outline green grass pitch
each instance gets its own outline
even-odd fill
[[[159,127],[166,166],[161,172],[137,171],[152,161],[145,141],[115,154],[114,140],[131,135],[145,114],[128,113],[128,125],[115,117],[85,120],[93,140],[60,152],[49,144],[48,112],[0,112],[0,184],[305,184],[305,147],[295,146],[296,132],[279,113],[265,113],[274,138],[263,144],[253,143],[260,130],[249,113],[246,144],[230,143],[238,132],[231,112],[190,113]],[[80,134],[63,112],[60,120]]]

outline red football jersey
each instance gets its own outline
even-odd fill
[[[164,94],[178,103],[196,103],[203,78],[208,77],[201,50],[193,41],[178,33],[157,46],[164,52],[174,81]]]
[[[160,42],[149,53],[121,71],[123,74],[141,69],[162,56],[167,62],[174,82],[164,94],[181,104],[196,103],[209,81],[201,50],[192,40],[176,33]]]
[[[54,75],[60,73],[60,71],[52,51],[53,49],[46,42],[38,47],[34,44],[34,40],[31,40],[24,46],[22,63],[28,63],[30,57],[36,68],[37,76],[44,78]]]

---------------

__Exercise brief__
Reproduce every line of the records above word for word.

__Response below__
outline green grass pitch
each instance gets its own outline
even-odd fill
[[[159,127],[166,166],[161,172],[137,171],[152,161],[145,141],[115,154],[114,140],[131,135],[145,114],[128,113],[128,125],[115,117],[85,120],[93,140],[60,152],[49,144],[48,112],[0,112],[0,184],[305,184],[305,147],[295,146],[296,132],[279,113],[265,113],[274,138],[263,144],[253,143],[260,130],[249,113],[246,144],[230,143],[238,132],[231,112],[190,113]],[[80,134],[63,112],[60,120]]]

outline red football jersey
each instance gets its own outline
even-odd fill
[[[164,94],[178,103],[196,103],[203,78],[208,77],[201,50],[193,41],[178,33],[157,46],[164,52],[174,81]]]
[[[160,42],[149,53],[121,71],[123,74],[141,69],[162,56],[167,62],[174,82],[164,94],[181,104],[196,103],[209,81],[201,50],[192,40],[176,33]]]
[[[54,75],[60,73],[60,71],[52,51],[53,49],[46,42],[38,47],[34,44],[34,40],[31,40],[24,46],[22,63],[28,63],[30,57],[36,68],[37,76],[44,78]]]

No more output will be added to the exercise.